* _TASK PROMPT_:
Rewrite every item below with "white marble" replaced by "black granite", leaving the rest unchanged.

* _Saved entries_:
** START **

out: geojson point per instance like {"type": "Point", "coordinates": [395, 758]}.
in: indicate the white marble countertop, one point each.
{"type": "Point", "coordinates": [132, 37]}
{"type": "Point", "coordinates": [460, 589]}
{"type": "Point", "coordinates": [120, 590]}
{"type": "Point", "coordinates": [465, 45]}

** END **

* _PROBLEM SOLUTION_:
out: geojson point per instance like {"type": "Point", "coordinates": [395, 758]}.
in: indicate the black granite countertop, one point each.
{"type": "Point", "coordinates": [132, 37]}
{"type": "Point", "coordinates": [460, 589]}
{"type": "Point", "coordinates": [120, 590]}
{"type": "Point", "coordinates": [465, 45]}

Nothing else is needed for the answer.